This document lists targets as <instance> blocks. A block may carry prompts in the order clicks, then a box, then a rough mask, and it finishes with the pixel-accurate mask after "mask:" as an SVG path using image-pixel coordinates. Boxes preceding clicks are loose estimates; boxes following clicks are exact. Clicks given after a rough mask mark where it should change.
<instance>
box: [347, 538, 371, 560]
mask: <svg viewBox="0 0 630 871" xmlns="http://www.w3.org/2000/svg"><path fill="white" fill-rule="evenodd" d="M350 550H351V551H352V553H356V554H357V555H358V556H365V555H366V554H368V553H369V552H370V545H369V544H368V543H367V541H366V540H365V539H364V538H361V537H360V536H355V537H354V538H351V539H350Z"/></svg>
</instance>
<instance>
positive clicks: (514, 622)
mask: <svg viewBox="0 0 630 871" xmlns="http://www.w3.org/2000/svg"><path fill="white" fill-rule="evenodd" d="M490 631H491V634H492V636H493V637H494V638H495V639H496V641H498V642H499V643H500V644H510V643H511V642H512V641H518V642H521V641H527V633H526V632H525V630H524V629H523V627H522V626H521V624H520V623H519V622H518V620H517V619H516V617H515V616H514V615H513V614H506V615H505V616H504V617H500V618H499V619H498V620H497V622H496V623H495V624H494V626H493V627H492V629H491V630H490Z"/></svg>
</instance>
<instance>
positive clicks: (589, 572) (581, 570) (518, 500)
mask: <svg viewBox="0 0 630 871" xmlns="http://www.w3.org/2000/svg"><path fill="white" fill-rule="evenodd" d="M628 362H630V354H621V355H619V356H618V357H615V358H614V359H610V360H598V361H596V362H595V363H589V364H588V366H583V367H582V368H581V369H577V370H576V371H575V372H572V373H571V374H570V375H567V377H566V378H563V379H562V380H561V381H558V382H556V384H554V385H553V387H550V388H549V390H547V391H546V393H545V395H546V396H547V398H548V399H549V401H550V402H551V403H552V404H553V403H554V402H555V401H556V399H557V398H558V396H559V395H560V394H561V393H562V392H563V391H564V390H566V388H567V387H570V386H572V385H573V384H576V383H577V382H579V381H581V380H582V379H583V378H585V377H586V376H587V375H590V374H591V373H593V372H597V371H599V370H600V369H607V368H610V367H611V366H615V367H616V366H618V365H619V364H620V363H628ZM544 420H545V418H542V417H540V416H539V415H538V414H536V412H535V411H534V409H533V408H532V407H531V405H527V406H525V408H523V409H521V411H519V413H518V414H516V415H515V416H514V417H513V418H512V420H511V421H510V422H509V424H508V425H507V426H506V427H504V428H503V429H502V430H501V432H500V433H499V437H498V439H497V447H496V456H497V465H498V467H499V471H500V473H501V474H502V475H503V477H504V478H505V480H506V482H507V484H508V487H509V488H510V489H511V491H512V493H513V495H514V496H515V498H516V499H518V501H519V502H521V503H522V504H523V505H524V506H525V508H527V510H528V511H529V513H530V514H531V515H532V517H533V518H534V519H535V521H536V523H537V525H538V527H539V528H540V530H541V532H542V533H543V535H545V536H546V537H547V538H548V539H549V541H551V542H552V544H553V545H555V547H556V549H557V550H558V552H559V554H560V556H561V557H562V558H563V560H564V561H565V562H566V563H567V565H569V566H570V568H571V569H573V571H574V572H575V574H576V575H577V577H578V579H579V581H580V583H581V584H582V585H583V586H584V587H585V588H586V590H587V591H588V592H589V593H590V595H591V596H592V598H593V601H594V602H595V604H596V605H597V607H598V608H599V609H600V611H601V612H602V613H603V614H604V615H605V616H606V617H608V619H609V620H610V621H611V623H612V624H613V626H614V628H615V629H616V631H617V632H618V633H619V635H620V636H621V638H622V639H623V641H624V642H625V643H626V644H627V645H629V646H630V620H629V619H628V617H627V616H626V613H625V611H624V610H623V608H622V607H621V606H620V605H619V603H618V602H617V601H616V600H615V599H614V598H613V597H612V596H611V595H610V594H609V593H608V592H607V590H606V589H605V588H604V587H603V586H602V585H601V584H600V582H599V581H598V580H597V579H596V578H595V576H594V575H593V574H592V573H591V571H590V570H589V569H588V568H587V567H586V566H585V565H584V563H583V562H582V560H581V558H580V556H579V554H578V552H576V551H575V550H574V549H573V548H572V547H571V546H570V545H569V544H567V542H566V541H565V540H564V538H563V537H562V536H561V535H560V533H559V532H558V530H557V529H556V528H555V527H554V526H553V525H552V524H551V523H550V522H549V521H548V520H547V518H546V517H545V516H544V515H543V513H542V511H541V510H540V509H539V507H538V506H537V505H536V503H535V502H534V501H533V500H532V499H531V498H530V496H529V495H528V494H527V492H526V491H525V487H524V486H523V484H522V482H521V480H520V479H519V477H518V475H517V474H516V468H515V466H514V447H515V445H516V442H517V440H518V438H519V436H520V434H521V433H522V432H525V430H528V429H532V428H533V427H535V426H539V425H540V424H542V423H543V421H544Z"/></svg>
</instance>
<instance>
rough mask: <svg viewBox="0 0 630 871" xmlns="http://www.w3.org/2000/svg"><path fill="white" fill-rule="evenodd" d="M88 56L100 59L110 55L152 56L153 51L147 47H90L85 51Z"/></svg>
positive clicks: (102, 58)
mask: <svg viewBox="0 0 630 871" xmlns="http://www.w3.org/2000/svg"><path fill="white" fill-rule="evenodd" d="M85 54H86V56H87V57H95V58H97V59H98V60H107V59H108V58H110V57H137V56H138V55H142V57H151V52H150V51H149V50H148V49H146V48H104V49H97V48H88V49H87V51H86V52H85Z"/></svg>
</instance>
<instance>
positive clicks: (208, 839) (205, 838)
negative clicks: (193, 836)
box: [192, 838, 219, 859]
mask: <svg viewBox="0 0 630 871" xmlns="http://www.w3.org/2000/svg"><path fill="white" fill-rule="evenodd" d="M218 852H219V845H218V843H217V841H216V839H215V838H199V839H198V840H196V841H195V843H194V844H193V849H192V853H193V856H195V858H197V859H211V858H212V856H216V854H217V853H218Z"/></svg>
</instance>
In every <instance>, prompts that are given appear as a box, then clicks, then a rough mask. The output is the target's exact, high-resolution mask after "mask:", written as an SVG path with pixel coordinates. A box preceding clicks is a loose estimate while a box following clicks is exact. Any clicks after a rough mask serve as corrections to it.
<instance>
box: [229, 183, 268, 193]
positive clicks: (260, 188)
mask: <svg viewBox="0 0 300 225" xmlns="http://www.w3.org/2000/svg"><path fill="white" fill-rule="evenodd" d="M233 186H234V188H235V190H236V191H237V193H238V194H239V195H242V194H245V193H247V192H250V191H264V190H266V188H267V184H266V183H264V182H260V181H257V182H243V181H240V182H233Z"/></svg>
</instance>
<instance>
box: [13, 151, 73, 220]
════
### Problem to solve
Report each line of the records that contains the word "then", copying every such line in full.

### Answer box
This document lists targets as <instance> blocks. A block may carry prompts in the order clicks, then a box, then a rough mask, and it finishes with the pixel-accurate mask after "mask:" as an SVG path using image-pixel coordinates. Boxes preceding clicks are loose estimates; boxes following clicks are exact. Clicks given after a rough mask mark where it should change.
In every <instance>, prompts that are given appear as a box, then clicks, then a rough mask. The output is the target's exact, high-resolution mask after "mask:", written as an SVG path with pixel coordinates. A box preceding clicks is a loose estimate while a box following clicks is exact. Any clicks after a rough mask serve as corrections to it.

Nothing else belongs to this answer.